◆ **WHAT TO WORK ON**: Search the data below for the line containing "Query: wooden shelving unit", then please set down that line and all remaining ones exactly as written.

◆ **LISTED RECORDS**:
-- Opening Marker --

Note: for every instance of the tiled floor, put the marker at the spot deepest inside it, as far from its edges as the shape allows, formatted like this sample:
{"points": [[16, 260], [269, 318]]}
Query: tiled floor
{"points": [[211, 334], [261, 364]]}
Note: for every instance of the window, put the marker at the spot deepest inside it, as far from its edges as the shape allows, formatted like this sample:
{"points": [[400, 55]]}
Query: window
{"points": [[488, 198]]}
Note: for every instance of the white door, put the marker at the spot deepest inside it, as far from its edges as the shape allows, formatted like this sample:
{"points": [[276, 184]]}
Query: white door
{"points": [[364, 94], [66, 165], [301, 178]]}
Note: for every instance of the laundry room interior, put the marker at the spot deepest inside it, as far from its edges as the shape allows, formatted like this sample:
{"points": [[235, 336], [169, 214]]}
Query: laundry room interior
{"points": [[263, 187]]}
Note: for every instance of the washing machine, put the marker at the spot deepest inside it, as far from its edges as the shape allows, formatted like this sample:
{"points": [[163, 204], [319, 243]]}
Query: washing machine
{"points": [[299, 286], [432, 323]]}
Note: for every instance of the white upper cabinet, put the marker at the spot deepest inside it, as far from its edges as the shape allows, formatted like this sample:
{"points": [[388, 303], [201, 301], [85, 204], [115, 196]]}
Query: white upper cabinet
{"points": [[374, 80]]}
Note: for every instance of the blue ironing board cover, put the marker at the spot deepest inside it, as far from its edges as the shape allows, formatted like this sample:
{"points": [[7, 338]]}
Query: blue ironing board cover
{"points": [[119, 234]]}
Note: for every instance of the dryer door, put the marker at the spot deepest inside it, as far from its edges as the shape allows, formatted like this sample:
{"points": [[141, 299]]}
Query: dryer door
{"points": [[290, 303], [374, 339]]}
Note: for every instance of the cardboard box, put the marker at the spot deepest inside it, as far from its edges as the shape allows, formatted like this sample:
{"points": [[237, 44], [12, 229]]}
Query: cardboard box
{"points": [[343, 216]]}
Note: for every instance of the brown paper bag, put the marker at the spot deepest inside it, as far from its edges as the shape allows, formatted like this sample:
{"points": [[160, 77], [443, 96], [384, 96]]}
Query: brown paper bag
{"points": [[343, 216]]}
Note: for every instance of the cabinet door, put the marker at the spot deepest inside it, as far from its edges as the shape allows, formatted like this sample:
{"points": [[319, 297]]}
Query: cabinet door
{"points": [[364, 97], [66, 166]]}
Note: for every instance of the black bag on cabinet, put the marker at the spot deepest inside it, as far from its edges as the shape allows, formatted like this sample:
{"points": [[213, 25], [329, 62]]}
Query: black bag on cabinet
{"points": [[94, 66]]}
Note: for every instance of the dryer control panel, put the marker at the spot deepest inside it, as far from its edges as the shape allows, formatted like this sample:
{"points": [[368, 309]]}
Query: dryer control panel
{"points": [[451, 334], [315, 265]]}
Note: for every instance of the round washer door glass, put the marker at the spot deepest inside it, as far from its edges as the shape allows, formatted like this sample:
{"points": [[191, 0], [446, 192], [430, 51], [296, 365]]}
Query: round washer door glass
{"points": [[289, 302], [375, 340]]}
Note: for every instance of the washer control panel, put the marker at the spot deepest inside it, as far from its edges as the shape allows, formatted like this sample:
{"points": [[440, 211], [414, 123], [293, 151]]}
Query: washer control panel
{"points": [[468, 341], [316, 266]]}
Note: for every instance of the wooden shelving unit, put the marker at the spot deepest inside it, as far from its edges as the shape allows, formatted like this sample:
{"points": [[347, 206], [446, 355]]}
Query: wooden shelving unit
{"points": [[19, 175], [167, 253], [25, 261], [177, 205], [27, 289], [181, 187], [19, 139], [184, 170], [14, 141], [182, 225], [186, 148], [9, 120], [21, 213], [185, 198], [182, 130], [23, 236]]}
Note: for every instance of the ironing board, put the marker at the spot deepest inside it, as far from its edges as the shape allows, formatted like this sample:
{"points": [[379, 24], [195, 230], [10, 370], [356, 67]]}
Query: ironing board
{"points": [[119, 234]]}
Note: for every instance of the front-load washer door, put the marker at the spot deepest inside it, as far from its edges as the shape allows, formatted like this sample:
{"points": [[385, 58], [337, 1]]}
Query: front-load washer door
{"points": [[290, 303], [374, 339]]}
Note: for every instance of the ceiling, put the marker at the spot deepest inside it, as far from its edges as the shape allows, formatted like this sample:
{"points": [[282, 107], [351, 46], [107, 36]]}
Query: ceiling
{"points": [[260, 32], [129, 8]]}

-- Closing Marker --

◆ **EXERCISE OUTPUT**:
Query: wooden shelving unit
{"points": [[19, 175], [167, 253], [25, 261], [177, 205], [27, 289], [181, 187], [19, 139], [184, 170], [14, 141], [182, 225], [186, 148], [9, 120], [21, 213], [185, 198], [182, 130], [23, 236]]}
Note: for every instance of the ironing board, put the marker at the spot deepest inside it, as far from its edges as the shape allows, formatted like this sample:
{"points": [[379, 24], [195, 230], [10, 370], [356, 67]]}
Query: ironing board
{"points": [[119, 234]]}
Note: for every instance of the front-load washer door, put the marker at the spot deepest inside it, as far from its edges as the shape allows, formatted like this sample:
{"points": [[385, 58], [337, 1]]}
Query: front-load washer door
{"points": [[290, 303], [374, 339]]}
Note: for every instance of the ceiling, put the marker at the spot deepest inside it, as far from its edges as the shape allows, formatted like this sample:
{"points": [[282, 107], [351, 46], [107, 36]]}
Query: ceiling
{"points": [[260, 32], [129, 8]]}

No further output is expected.